(Labeled region records)
---

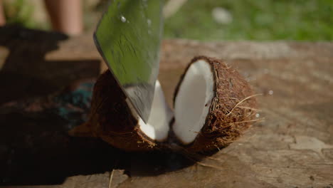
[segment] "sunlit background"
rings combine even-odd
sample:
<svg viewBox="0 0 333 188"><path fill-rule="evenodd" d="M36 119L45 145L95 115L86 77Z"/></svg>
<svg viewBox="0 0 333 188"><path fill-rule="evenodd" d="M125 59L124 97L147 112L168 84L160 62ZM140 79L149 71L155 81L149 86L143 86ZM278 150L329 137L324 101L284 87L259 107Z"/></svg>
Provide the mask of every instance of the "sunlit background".
<svg viewBox="0 0 333 188"><path fill-rule="evenodd" d="M8 23L49 29L41 0L4 0ZM83 0L85 32L106 0ZM333 39L333 0L169 0L164 37L204 41Z"/></svg>

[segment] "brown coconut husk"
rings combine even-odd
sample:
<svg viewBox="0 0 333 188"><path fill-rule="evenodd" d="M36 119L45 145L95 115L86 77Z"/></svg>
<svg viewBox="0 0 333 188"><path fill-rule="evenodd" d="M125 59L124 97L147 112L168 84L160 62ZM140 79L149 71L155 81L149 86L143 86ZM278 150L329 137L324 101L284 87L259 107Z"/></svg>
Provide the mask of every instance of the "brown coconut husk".
<svg viewBox="0 0 333 188"><path fill-rule="evenodd" d="M174 93L174 105L187 70L199 60L207 61L211 66L215 96L201 130L193 142L183 145L194 152L214 150L231 143L250 127L257 105L250 85L238 71L218 59L206 56L194 58L186 68Z"/></svg>
<svg viewBox="0 0 333 188"><path fill-rule="evenodd" d="M93 90L89 120L83 126L112 146L127 151L151 150L157 144L139 129L126 96L110 70L98 78Z"/></svg>

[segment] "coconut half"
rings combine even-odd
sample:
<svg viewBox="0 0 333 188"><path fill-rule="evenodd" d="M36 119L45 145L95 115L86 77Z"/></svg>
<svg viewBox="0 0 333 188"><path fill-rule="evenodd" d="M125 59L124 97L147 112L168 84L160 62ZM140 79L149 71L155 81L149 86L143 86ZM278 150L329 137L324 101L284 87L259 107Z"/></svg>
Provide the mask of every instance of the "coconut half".
<svg viewBox="0 0 333 188"><path fill-rule="evenodd" d="M215 58L196 57L176 88L174 114L157 81L146 124L107 70L95 85L85 126L127 151L174 148L170 147L174 144L192 152L211 150L226 146L249 127L256 105L251 95L236 70Z"/></svg>
<svg viewBox="0 0 333 188"><path fill-rule="evenodd" d="M253 119L256 101L252 95L245 79L223 61L194 58L176 89L172 131L192 152L225 147Z"/></svg>
<svg viewBox="0 0 333 188"><path fill-rule="evenodd" d="M114 147L127 151L150 150L160 148L159 143L166 140L171 118L159 81L146 124L107 70L94 86L89 120L82 127Z"/></svg>

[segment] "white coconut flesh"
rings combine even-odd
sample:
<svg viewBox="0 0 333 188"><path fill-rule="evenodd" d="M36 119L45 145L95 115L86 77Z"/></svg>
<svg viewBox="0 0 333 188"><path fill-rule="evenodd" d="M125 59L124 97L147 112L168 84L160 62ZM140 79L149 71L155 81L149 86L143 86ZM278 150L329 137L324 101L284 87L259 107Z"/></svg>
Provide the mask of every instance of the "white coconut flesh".
<svg viewBox="0 0 333 188"><path fill-rule="evenodd" d="M185 73L174 103L172 128L184 144L192 142L200 132L213 96L211 65L204 60L193 63Z"/></svg>
<svg viewBox="0 0 333 188"><path fill-rule="evenodd" d="M167 138L172 113L165 101L159 80L157 80L155 83L152 110L147 124L135 113L130 103L127 104L132 114L138 118L139 128L144 135L157 141L164 141Z"/></svg>
<svg viewBox="0 0 333 188"><path fill-rule="evenodd" d="M192 63L181 83L174 105L173 131L184 144L192 142L205 124L213 93L211 66L204 60ZM165 140L169 134L172 113L168 107L159 82L157 80L152 110L147 123L139 118L130 103L141 131L156 141Z"/></svg>

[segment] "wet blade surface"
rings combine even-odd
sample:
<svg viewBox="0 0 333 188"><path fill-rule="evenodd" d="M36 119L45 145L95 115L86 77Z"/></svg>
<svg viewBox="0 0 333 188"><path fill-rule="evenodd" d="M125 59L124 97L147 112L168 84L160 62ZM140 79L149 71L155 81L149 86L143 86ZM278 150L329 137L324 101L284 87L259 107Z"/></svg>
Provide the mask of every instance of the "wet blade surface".
<svg viewBox="0 0 333 188"><path fill-rule="evenodd" d="M95 32L95 44L138 114L148 120L159 63L160 0L115 0Z"/></svg>

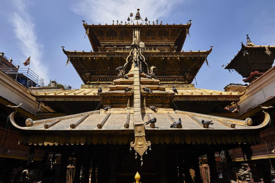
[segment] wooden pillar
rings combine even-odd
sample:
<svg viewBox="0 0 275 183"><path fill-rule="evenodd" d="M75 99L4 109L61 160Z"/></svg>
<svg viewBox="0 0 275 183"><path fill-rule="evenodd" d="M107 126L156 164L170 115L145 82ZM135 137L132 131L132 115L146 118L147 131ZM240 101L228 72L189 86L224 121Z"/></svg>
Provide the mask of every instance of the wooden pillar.
<svg viewBox="0 0 275 183"><path fill-rule="evenodd" d="M218 183L219 181L216 168L215 152L213 151L209 151L207 153L207 155L210 170L210 182Z"/></svg>
<svg viewBox="0 0 275 183"><path fill-rule="evenodd" d="M201 168L199 161L199 155L195 155L193 160L194 166L194 170L195 171L195 177L194 179L196 183L203 183L203 179L201 174Z"/></svg>
<svg viewBox="0 0 275 183"><path fill-rule="evenodd" d="M70 156L69 151L67 149L61 150L61 163L59 177L58 183L66 183L67 182L67 170Z"/></svg>
<svg viewBox="0 0 275 183"><path fill-rule="evenodd" d="M82 162L82 154L80 152L75 153L75 164L74 166L74 176L73 183L79 183L80 182L80 169Z"/></svg>
<svg viewBox="0 0 275 183"><path fill-rule="evenodd" d="M83 176L81 179L81 183L89 183L89 171L91 162L91 156L88 150L86 149L86 153L83 156Z"/></svg>
<svg viewBox="0 0 275 183"><path fill-rule="evenodd" d="M193 179L190 174L190 154L186 153L184 156L183 173L186 182L192 182Z"/></svg>
<svg viewBox="0 0 275 183"><path fill-rule="evenodd" d="M97 162L95 155L93 156L92 161L92 176L91 177L91 183L96 182L96 176L97 174Z"/></svg>
<svg viewBox="0 0 275 183"><path fill-rule="evenodd" d="M117 152L118 149L117 146L110 148L109 163L110 174L109 181L110 183L115 183L117 180Z"/></svg>
<svg viewBox="0 0 275 183"><path fill-rule="evenodd" d="M159 160L160 166L160 183L167 183L166 155L167 147L159 147Z"/></svg>
<svg viewBox="0 0 275 183"><path fill-rule="evenodd" d="M184 179L183 174L184 172L183 171L183 160L182 157L183 156L183 153L181 152L179 154L178 157L178 182L184 182Z"/></svg>

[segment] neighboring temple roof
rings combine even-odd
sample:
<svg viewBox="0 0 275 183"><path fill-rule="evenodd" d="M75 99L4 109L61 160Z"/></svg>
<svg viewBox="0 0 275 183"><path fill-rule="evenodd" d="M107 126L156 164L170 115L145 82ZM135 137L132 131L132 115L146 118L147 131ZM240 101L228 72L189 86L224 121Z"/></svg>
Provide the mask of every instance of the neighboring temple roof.
<svg viewBox="0 0 275 183"><path fill-rule="evenodd" d="M148 65L157 68L155 74L161 82L166 81L168 77L178 82L191 83L205 62L208 64L206 58L212 51L212 48L181 52L144 50L143 55L149 58L146 61ZM111 82L117 77L116 68L125 63L125 58L129 54L128 50L85 52L66 51L63 48L63 51L85 84L97 80Z"/></svg>
<svg viewBox="0 0 275 183"><path fill-rule="evenodd" d="M117 85L114 89L118 90L119 89L123 89L125 86L121 85L121 87L119 88L119 86L121 85ZM154 86L150 86L152 89L154 89ZM154 87L156 87L157 86ZM129 87L129 88L131 88L130 86ZM109 88L103 88L102 89L103 91L108 91ZM113 90L113 89L112 90ZM225 92L195 88L177 88L177 90L178 94L175 94L173 100L174 101L205 101L206 100L205 98L205 97L209 97L209 100L211 101L221 100L221 99L218 99L218 98L221 97L223 99L223 100L238 101L239 100L239 97L243 96L245 93L244 91L241 93L239 92ZM173 92L172 88L166 89L166 90L170 92ZM124 93L124 91L122 91ZM82 101L83 97L85 97L85 101L99 101L99 96L97 95L97 88L96 88L75 89L46 93L37 93L35 94L31 92L31 93L36 98L36 100L37 101ZM229 99L227 99L227 98ZM229 98L232 99L230 99ZM201 98L201 99L200 100Z"/></svg>
<svg viewBox="0 0 275 183"><path fill-rule="evenodd" d="M184 25L88 25L83 26L94 51L99 48L129 46L132 43L133 30L140 30L140 40L146 47L176 47L181 50L191 23Z"/></svg>
<svg viewBox="0 0 275 183"><path fill-rule="evenodd" d="M262 75L260 76L259 76L258 78L254 80L253 81L251 82L249 84L249 86L251 86L252 84L253 84L255 83L257 81L261 79L262 78L264 78L265 76L267 74L271 72L272 71L275 70L275 66L274 66L273 67L272 67L271 68L270 68L266 72L263 74Z"/></svg>
<svg viewBox="0 0 275 183"><path fill-rule="evenodd" d="M249 42L241 48L224 68L234 69L243 78L248 78L256 71L264 73L272 67L275 59L275 46L255 45ZM252 73L252 74L253 73ZM249 81L250 82L254 78Z"/></svg>
<svg viewBox="0 0 275 183"><path fill-rule="evenodd" d="M3 105L6 106L10 105L11 106L15 106L18 105L11 101L1 96L0 96L0 104L2 104ZM11 107L7 106L7 107L8 107L13 111L17 111L17 112L19 114L27 117L35 119L41 119L41 118L34 114L32 113L21 106L19 106L18 107Z"/></svg>
<svg viewBox="0 0 275 183"><path fill-rule="evenodd" d="M133 137L132 111L111 109L104 111L95 111L34 121L33 126L26 127L17 124L14 119L15 112L9 119L11 125L24 134L19 142L24 144L57 145L60 143L72 145L91 143L95 144L102 143L120 144L131 141ZM146 133L152 143L206 143L210 144L251 143L260 141L258 131L268 126L270 121L268 114L264 112L264 121L255 126L247 126L244 121L179 111L174 111L172 109L164 109L156 112L149 110L142 113L144 121L154 117L157 119L155 128L151 128L149 125L145 125ZM181 119L182 128L170 128L170 126L179 118ZM213 120L214 124L207 128L201 124L202 120Z"/></svg>
<svg viewBox="0 0 275 183"><path fill-rule="evenodd" d="M272 97L261 103L260 105L264 107L274 106L275 105L275 96ZM262 110L262 108L258 104L235 118L239 119L243 119L249 117L253 116L258 113L260 112Z"/></svg>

---

▶ **Task description**
Convert the lines from the one containing "[segment] wooden pillar" through the one containing "179L183 174L184 172L183" into a JSON list of strings, one string per line with blank lines omitted, and include only those lines.

▶ **Full solution**
[
  "[segment] wooden pillar",
  "rings combine even-odd",
  "sample:",
  "<svg viewBox=\"0 0 275 183\"><path fill-rule=\"evenodd\" d=\"M75 99L4 109L61 160Z\"/></svg>",
  "<svg viewBox=\"0 0 275 183\"><path fill-rule=\"evenodd\" d=\"M107 126L156 164L170 115L145 82ZM135 137L132 131L132 115L146 118L147 131ZM240 101L228 72L189 86L224 121Z\"/></svg>",
  "Provide the mask of every instance of the wooden pillar.",
  "<svg viewBox=\"0 0 275 183\"><path fill-rule=\"evenodd\" d=\"M218 183L219 181L216 168L215 152L213 151L209 151L207 153L207 155L210 170L210 182Z\"/></svg>",
  "<svg viewBox=\"0 0 275 183\"><path fill-rule=\"evenodd\" d=\"M201 168L199 161L199 155L195 155L193 160L194 166L194 170L195 171L195 177L194 179L196 183L203 183L203 179L201 174Z\"/></svg>",
  "<svg viewBox=\"0 0 275 183\"><path fill-rule=\"evenodd\" d=\"M70 156L69 151L67 149L61 150L61 163L59 177L58 183L66 183L67 182L67 170Z\"/></svg>",
  "<svg viewBox=\"0 0 275 183\"><path fill-rule=\"evenodd\" d=\"M82 162L82 154L80 152L75 153L75 164L74 166L74 176L73 183L79 183L80 182L80 169Z\"/></svg>",
  "<svg viewBox=\"0 0 275 183\"><path fill-rule=\"evenodd\" d=\"M83 176L81 179L81 183L89 183L89 171L91 162L91 156L88 150L86 149L86 153L83 156Z\"/></svg>",
  "<svg viewBox=\"0 0 275 183\"><path fill-rule=\"evenodd\" d=\"M193 179L190 174L190 154L186 153L184 156L183 173L186 182L192 182Z\"/></svg>",
  "<svg viewBox=\"0 0 275 183\"><path fill-rule=\"evenodd\" d=\"M97 162L95 155L93 156L92 161L92 176L91 177L91 183L96 182L96 176L97 174Z\"/></svg>",
  "<svg viewBox=\"0 0 275 183\"><path fill-rule=\"evenodd\" d=\"M117 152L118 149L117 146L110 148L109 163L110 174L109 181L110 183L115 183L117 180Z\"/></svg>",
  "<svg viewBox=\"0 0 275 183\"><path fill-rule=\"evenodd\" d=\"M159 160L160 166L160 183L167 183L166 155L167 147L159 147Z\"/></svg>",
  "<svg viewBox=\"0 0 275 183\"><path fill-rule=\"evenodd\" d=\"M184 179L183 174L184 172L183 171L183 160L182 157L183 156L183 153L181 152L179 154L178 157L178 182L184 182Z\"/></svg>"
]